§ WHAT YOU NEED TO DO
a. Using the article about The Prodigy in Bangkok, decide whether each statement agrees with it: (i) the band will play at Bitec Bangna on August 11; (ii) the band's newest album took six years to put together; (iii) the article gives ten reasons to see the band. For each, answer yes or no and quote the words from the article that decide it.
b. From the entries, return the lines exactly as they appear. Start at the line that contains "Task: find the bird neck" and stop after the line that contains "point(61, 271)".

§ SELECTED PASSAGE
Dance / Electro, Live Music, News — July 24, 2015 at 10:42 am

8 reasons you should see The Prodigy in Bangkok this August


Dance music pioneers The Prodigy are heading to Bangkok on August 11 at Bitec Bangna. We’ll be going and we’ve got 8 reasons why you probably should too.


8. You’re running out of chances to see them perform live

Lets not beat around the bush here. We’re all getting older but most of us haven’t put our bodies through the damage that a relentless tour schedule across 25 years will do. Sure they’re playing shows across the globe but this tour is support of their newest album “Invaders Must Die’ and it took them six years to put that together. The ravages of performing at 110% each night surely have to start taking their toll soon, which will inevitably translate to less touring.

It’s been a while since The Prodigy last graced Asia’s shores and even when they plan to, things don’t necessarily go to like they’re supposed to (see point 6). Don’t miss this shot, is what we’re saying. It could be one of your last chances.



7. They are dance music pioneers

One of the most notorious and aggressive electronic bands to ever achieve commercial success, The Prodigy have made use of various styles from rave, hardcore techno, electro industrial, jungle and breakbeat and inspired a new generation of electronic music.

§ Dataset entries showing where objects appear
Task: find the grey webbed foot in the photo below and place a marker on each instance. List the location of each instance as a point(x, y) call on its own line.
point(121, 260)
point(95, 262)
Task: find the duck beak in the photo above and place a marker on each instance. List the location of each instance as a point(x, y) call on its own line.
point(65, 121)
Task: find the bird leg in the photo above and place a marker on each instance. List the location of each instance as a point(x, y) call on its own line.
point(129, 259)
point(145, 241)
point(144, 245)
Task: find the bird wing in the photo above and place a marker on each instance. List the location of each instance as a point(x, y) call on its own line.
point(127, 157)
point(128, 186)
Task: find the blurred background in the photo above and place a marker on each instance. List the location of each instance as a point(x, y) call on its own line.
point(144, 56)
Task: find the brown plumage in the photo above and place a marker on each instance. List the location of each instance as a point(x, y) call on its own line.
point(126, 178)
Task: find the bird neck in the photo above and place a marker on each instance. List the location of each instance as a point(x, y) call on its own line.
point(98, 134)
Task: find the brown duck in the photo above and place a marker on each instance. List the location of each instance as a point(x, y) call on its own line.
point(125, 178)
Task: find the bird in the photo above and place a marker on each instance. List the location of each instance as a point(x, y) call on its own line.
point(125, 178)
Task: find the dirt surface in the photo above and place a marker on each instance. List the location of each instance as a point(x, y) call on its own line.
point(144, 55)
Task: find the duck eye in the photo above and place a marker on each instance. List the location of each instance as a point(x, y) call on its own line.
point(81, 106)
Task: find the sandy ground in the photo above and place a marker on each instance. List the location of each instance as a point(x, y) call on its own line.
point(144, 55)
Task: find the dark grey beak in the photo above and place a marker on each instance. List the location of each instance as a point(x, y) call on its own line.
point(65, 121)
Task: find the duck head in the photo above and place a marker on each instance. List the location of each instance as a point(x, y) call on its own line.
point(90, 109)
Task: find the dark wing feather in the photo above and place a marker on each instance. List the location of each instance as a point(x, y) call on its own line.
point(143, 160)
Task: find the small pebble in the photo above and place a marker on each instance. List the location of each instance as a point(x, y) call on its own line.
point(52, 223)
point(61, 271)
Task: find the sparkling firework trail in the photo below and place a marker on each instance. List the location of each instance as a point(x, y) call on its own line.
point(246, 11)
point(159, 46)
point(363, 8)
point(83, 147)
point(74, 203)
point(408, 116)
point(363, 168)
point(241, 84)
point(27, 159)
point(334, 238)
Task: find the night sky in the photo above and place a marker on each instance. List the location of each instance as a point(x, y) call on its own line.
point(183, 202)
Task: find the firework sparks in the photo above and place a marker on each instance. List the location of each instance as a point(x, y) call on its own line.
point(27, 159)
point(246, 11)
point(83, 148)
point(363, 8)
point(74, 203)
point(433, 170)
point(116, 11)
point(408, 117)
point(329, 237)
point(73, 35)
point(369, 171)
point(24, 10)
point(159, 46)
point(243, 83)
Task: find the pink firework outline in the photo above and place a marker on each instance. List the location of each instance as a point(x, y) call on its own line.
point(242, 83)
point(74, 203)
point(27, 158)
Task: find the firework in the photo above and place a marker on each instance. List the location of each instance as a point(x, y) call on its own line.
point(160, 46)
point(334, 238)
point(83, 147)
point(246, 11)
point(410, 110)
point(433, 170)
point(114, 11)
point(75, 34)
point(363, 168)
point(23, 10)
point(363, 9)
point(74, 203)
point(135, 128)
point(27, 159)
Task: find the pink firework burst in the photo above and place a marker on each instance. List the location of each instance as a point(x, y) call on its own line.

§ SOLUTIONS
a.
(i) Yes: "Dance music pioneers The Prodigy are heading to Bangkok on August 11 at Bitec Bangna."
(ii) Yes: "it took them six years to put that together"
(iii) No: "we’ve got 8 reasons why you probably should too"

b.
Task: find the bird neck in the photo above and place a marker on each instance. List the location of each instance as a point(x, y) call on its own line.
point(98, 134)
Task: find the brown duck in the photo above and place a marker on each instance. List the location of each instance as a point(x, y) call on its own line.
point(125, 178)
Task: find the bird in the photo above and place a marker on each instance. List the location of each instance as a point(x, y) call on its own line.
point(125, 178)
Task: find the dirt surface in the photo above and place a marker on each instance. List the location of each instance as a point(x, y) call on its own line.
point(144, 55)
Task: find the duck eye in the photo above and place a marker on each instance. List the location of each instance as a point(x, y) call on its own line.
point(81, 106)
Task: find the sandy ground in the photo above and place a marker on each instance. List the location of each instance as a point(x, y) call on its own line.
point(144, 55)
Task: find the dark grey beak in the photo above and place a marker on each instance. List the location of each instance as a point(x, y) call on its own line.
point(65, 121)
Task: find the duck head in the photo above and place a marker on each instance. List the location of each instance as a point(x, y) call on its own line.
point(90, 109)
Task: find the dark wing feather in the photo above and place a marker on each instance. List the location of each instance as a point(x, y) call on its own line.
point(143, 160)
Task: find the small pebble in the photo above and place a marker on each instance. List the location of each instance as a point(x, y) call on its own line.
point(52, 223)
point(61, 271)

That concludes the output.